**Stated problem:**
Change every "component" in these items to "system", keeping all other text the same. Write out the items again with the pictures left out.

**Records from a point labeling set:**
+++

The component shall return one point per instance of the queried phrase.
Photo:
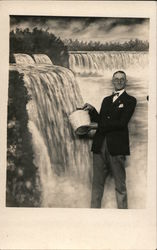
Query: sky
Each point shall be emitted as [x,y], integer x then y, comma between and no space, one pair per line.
[103,29]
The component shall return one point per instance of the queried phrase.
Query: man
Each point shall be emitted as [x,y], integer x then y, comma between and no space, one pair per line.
[111,141]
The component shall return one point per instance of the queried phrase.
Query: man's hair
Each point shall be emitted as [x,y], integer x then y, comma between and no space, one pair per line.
[121,72]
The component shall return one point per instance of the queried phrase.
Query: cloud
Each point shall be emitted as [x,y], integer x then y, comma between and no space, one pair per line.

+++

**Solution to the exercise:**
The system shall return one point per instance of the queried phrase.
Photo:
Query: sky
Each point shall be emitted as [x,y], integer x then y, comma between and no space, one pair per line.
[103,29]
The system shall return one point per instance of the queried phrase.
Query: man
Each point shall be emitted as [x,y], integer x then y, comma between and no space, one pair per line.
[111,141]
The system shall return one point per instance of the queried phrase.
Query: man's hair
Each point shall be emitted as [x,y], integer x then y, comma between and no space, one pair per line.
[121,72]
The system shall return one point per instance of the queried phrase.
Query: cloud
Each point shall be emitted as [x,y], integer x then y, comma between and no space, one pair per line.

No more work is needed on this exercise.